In the passage on sentencing information systems below, when was the British Columbia system developed?

### Text block
◆ ◆ ◆ ◆ ◆

202 So far, sentencing information systems in other jurisdictions have been developed to assist sentencers in four separate, but complementary ways:

203 I give four examples of the many well-established or developing sentence support systems in other jurisdictions.

204 Scotland -The Scottish system, introduced in the High Court in the early 1990s on the initiative of Lord Ross (then the Lord Justice Clerk) and researchers at Strathclyde University, contains information on all sentences passed by the High Court in the previous seven years. It allows the judge to enter into his computer the characteristics of the offence and the offender in the instant case, and to obtain from it the range and quantum of penalties imposed by the courts for similar cases. The system was developed in close consultation with the Senior Judiciary, and has been developed so as to be easily used, particularly by judges who are not experts in computing.[201] It is widely used and a much valued tool in the Court of Session.

205 New South Wales - The New South Wales system is one of the most sophisticated yet unobtrusive systems of its kind in the world.[202] It consists of: a database of over 3,500 full text judgments from the Court of Criminal Appeal in New South Wales from 1st January 1990; a database of 2,500 case summaries providing efficient means of finding cases of similar facts and their sentencing outcomes; a principles database consisting of an electronic textbook on sentencing; a statistical database which allows a judge to analyse aggregate sentencing outcomes for defendants displaying a wide range of behaviours and characteristics; a facilities database containing information about the availability of various services for both adult and juvenile offenders, cross-referenced by geographic location and type of service; a help desk; and a variety of information of interest to other court users and the general public. It is probably the world leader in this field.

206 British Columbia - British Columbia has a well-established sentencing information system which was developed in the mid-1980s. It was designed under the guidance of a Judicial Steering Committee and has a highly practical focus. Initially it contained first instance sentencing decisions in five Canadian Provinces (British Columbia, Saskatchewan, Manitoba, Prince Edward Island and Newfoundland), decisions of provincial Courts of Appeal being added later. The database allows sentencing decisions across a range of common offences to be analysed and interrogated according to six factors: seriousness of the offence; involvement of the offender; criminal record; aggravating/mitigating circumstances; impact on the victim; and the prevalence of the offence in the community.

207 The Netherlands - The development of sentencing support systems is not confined to the common law world. In the Netherlands, the NOSTRA system is at an early stage of development, but concentrates on those offences which come before the courts in the greatest number, and is based upon offence descriptions as used in legal practice rather upon strict legal classifications. The system will enable the judge to compare a pending case to comparable ones in the system. The judge will be able to enter case features to compose an offence profile corresponding to the pending case. The statistical presentations will show him how many cases with these characteristics resulted in imprisonment, fines or community service orders, and the sentencing ranges.

◆ ◆ ◆ ◆ ◆

### Records
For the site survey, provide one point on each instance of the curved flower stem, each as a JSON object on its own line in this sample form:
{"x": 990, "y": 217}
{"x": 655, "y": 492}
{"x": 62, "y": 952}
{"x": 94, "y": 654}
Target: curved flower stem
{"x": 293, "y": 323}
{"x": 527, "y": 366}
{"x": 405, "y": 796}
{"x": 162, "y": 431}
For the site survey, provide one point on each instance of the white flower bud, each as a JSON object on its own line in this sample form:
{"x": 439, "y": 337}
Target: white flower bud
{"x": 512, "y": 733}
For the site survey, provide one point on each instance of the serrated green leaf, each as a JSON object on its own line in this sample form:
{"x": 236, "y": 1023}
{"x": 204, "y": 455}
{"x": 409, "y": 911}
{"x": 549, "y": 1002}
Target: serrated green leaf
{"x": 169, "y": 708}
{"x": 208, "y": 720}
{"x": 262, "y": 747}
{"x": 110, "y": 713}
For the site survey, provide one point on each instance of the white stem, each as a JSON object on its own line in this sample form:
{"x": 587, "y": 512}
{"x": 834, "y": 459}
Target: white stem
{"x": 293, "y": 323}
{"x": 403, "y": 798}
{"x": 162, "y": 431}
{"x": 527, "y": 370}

◆ ◆ ◆ ◆ ◆

### Completed task
It was developed in the mid-1980s.